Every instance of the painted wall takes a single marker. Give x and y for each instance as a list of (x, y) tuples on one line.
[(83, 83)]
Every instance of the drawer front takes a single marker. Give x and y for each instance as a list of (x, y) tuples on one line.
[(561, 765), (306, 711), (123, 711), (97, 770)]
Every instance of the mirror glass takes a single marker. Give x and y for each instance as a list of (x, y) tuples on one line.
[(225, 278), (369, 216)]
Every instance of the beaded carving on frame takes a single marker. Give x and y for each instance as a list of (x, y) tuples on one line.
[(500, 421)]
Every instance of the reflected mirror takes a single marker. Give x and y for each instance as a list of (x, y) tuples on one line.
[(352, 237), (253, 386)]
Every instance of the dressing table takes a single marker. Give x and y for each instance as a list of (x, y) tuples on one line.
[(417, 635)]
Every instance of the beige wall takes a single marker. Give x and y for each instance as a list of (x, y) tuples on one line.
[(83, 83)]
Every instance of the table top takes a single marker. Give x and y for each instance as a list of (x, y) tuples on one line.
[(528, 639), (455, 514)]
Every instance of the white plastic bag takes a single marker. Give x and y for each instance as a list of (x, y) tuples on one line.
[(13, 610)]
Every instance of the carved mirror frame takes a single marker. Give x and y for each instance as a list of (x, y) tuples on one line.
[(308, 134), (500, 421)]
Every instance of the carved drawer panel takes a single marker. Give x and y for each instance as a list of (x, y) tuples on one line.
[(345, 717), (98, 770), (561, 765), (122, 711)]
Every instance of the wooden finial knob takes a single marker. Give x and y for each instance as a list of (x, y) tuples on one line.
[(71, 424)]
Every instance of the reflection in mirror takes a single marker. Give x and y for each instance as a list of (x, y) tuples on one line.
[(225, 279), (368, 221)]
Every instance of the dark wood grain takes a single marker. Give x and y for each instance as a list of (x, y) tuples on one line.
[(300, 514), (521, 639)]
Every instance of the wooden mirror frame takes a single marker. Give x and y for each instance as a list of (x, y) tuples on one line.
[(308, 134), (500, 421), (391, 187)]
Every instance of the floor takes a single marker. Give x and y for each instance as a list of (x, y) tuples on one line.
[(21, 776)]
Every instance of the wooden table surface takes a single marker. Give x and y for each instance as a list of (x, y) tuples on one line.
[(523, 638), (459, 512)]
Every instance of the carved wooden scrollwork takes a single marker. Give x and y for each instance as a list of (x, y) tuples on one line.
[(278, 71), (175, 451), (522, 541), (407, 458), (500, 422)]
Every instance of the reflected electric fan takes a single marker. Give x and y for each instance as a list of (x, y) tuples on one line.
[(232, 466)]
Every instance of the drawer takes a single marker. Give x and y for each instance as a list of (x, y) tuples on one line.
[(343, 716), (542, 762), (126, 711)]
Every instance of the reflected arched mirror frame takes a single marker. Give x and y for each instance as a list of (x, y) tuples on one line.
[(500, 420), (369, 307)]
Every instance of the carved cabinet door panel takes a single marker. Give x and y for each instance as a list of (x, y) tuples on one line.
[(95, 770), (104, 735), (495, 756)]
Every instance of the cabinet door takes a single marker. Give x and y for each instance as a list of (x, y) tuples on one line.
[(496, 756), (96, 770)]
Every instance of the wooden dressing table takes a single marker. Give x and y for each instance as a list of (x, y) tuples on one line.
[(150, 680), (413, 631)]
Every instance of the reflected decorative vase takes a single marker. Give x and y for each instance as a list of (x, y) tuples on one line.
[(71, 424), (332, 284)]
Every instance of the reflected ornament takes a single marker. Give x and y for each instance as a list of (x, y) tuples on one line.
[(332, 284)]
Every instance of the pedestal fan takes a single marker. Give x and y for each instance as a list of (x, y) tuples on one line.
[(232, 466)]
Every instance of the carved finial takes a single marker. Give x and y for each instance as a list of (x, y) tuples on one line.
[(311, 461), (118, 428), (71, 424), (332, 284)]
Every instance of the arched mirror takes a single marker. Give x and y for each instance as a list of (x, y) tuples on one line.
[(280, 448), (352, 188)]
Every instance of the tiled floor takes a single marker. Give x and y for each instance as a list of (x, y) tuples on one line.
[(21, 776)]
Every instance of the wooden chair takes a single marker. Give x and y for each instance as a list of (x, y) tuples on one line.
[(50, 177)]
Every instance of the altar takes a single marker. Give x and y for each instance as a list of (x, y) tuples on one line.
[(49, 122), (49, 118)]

--------------------------------

● **Brief**
Please give an exact copy of every entry.

● **The answer**
Every instance of the painted wall takes a single marker. Give x and y for each instance as a list of (x, y) tuples on one line.
[(83, 83)]
Every instance of the drawer front takes a single marker. Give x and y for each instance as a list of (x, y) tuples on one line.
[(561, 765), (306, 711), (123, 711), (97, 770)]
Every instance of the mirror glass takes a single marker. Give x and y for each instance as a list of (x, y) tuples on one line.
[(225, 278), (369, 216)]
Every instance of the beaded carving on frame takes a single marker. Give x and y for each instance as a list of (x, y) tuples on one line.
[(500, 421)]
Every instance of the reflected mirror takes a single marker. Give x and y for each instance as a list of (x, y) tuples on one line.
[(352, 237), (253, 386)]
Every instance of the dressing table takes a single marker. Give x and y for each instance as a list of (x, y) tuples on one line.
[(417, 635)]
Every instance of the beige wall takes a single marker. Give x and y for each instance as a list of (x, y) tuples on one line.
[(83, 83)]
Every instance of the table top takes a single marker. Give x and y for each instance as a list of (x, y) tuples on one line.
[(528, 639), (455, 514)]
Every instance of the white plastic bag takes a single marker. Give x and y for each instance as a list of (x, y) tuples on one line.
[(13, 610)]
Every instance of the carved mirror frame takes a single marker. Give x and y for each instance as a list of (x, y) tuples on one line.
[(308, 134), (500, 421)]
Every instance of the carved drawer panel takes a single marker. Give x and y for each instance as a list of (x, y) tuples on one line.
[(345, 717), (98, 770), (561, 765), (122, 711)]
Every instance of the wooden finial knob takes a single marker. Give x and y for each instance as a list of (x, y) tuples on one line.
[(71, 424)]
Every instance of the reflection in mirror takes a single marker. Give x and y for each instance as a list of (x, y) tuples on one line.
[(225, 279), (368, 221)]
Every instance of the dark wood grain takes a single marker. Give x and y for each instance as a list of (x, y) tuples on one line.
[(300, 514), (521, 639)]
Every instance of the wooden mirror frame takes a single marker. Give x and y for each instance as a list of (x, y) tuples on one line.
[(308, 134), (500, 421), (391, 187)]
Every instance of the floor takes a single marker. Give x and y for each instance as a list of (x, y) tuples on one line.
[(21, 776)]
Every instance of the wooden table surface takes a single marker. Give x and y for each instance as a list of (x, y) tuples on one line.
[(523, 638), (459, 512)]
Every instance of the carved wooden scrollwork takes a single marker. Give x and y for each instance as a list of (x, y) tuples on one line.
[(278, 71), (175, 451), (522, 541), (407, 458), (500, 422)]
Every instance of the reflected electric fan takes a single marker. Give x and y for each instance as a list of (x, y) tuples on one line.
[(232, 466)]
Every instance of the drawer takes a single marker. Give x and y for each instance as a list of (x, y) tuples on one line.
[(343, 716), (542, 762), (126, 711)]
Every instance of the reflected arched mirror frame takes a single marker. Give x and y for each instance as a list of (x, y) tuples on one line.
[(500, 420), (369, 307)]
Every instance of the carved cabinet door panel takes a single marker. Give x and y for each instance as a list of (x, y) tuples on one line.
[(95, 770), (104, 735), (495, 756)]
Every instance of the cabinet door takes a single marker. Give x and y for each instance as a list of (x, y) tuples on one line.
[(496, 756), (96, 770)]
Every instance of the wooden dressing table takes a single marker. Give x and y for each instance as a list of (x, y) tuples on one line.
[(150, 680), (413, 631)]
Every instance of the reflected decorative vase takes a single marker. Give x and y for each instance as a list of (x, y) tuples on one line.
[(71, 424), (332, 284)]
Every instance of the reflected ornament takes a single marker. Give x and y for each instance as a list of (x, y) tuples on one line.
[(332, 284)]
Every instance of the pedestal fan takes a single marker. Give x and y for each instance as a list of (x, y) tuples on one line.
[(232, 466)]
Every instance of the carved finial takes a single marker. Give x and y for each instance as a list of (x, y) tuples on one line.
[(311, 461), (118, 428), (71, 424), (332, 284)]
Every instance of the arched mirror takes a single marker. Give x and y for each instance as a list of (x, y) tuples on one line.
[(280, 448), (352, 188)]
Every instance of the tiled floor takes a single marker. Give x and y for each instance as a list of (x, y) tuples on one line.
[(21, 776)]
Every instance of the wooden chair takes a single marker. Give x and y for each instance as a list of (x, y) tuples on one line.
[(50, 177)]
Every instance of the altar takes a single marker. Give x and y for each instance as a list of (x, y) tuples on one line.
[(49, 122), (49, 118)]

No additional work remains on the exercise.